**Exercise objective**
Reproduce every one of the records below word for word, changing nothing.

** Begin **

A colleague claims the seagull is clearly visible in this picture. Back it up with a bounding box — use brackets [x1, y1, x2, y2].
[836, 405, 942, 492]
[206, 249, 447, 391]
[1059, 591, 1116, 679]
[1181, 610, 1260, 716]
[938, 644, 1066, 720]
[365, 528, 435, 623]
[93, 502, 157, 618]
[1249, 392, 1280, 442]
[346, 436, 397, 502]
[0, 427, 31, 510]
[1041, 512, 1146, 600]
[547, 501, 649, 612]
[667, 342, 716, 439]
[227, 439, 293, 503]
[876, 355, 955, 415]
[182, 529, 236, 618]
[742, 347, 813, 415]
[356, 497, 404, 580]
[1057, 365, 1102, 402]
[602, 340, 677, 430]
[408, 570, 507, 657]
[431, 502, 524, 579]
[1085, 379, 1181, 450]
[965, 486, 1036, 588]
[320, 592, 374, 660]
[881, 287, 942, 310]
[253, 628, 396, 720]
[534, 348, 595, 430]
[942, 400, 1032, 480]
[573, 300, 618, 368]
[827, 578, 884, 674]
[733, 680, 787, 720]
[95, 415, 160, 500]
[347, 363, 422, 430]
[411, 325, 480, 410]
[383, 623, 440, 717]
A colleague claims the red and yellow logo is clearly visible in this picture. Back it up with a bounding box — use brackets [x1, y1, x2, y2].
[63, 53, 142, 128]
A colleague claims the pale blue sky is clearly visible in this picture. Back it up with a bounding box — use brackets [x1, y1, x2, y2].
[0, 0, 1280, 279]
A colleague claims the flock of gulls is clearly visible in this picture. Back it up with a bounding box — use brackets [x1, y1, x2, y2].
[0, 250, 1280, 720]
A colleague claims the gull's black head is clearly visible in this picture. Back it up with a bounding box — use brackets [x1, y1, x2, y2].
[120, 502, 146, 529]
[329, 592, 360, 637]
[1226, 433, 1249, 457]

** End **

**Solution for this exercise**
A colleague claims the seagull is clearly visible in this picture. Back it up with a bounding box — use brackets [x1, y1, x2, y2].
[836, 405, 942, 492]
[206, 249, 447, 391]
[1059, 591, 1116, 679]
[1181, 610, 1260, 716]
[938, 644, 1066, 720]
[365, 528, 435, 623]
[93, 502, 157, 618]
[1249, 392, 1280, 442]
[346, 436, 397, 502]
[0, 427, 31, 510]
[1041, 512, 1146, 600]
[547, 501, 649, 612]
[667, 342, 716, 439]
[227, 439, 293, 503]
[876, 355, 955, 415]
[182, 529, 236, 618]
[742, 347, 813, 415]
[356, 497, 404, 580]
[1057, 365, 1102, 402]
[602, 340, 677, 430]
[408, 570, 507, 657]
[431, 502, 524, 579]
[1085, 379, 1181, 450]
[965, 486, 1036, 588]
[320, 592, 374, 660]
[881, 287, 942, 310]
[253, 628, 396, 720]
[534, 348, 595, 430]
[942, 400, 1032, 480]
[573, 300, 618, 368]
[827, 578, 884, 674]
[733, 680, 787, 720]
[95, 415, 160, 500]
[347, 363, 422, 430]
[411, 325, 480, 410]
[383, 623, 440, 717]
A colleague claims the red and yellow logo is clearly visible in this picture. Back it up with a bounding box — use brackets [x1, y1, x2, y2].
[63, 53, 142, 128]
A colleague claims the pale blue sky is clearly visible in this picture. Back it up with a bounding box — use brackets [x1, y1, x2, y2].
[0, 0, 1280, 279]
A colleague claims the flock of gulls is clearly visible in this picture. Back it up with a bounding box — use brackets [x1, y1, x2, y2].
[0, 250, 1280, 720]
A colleague claims the gull's black head is clearly visible in this picture. Back it up with a bounding box — use brackets [x1, y1, x2, y2].
[120, 502, 146, 529]
[329, 592, 360, 637]
[1226, 433, 1249, 457]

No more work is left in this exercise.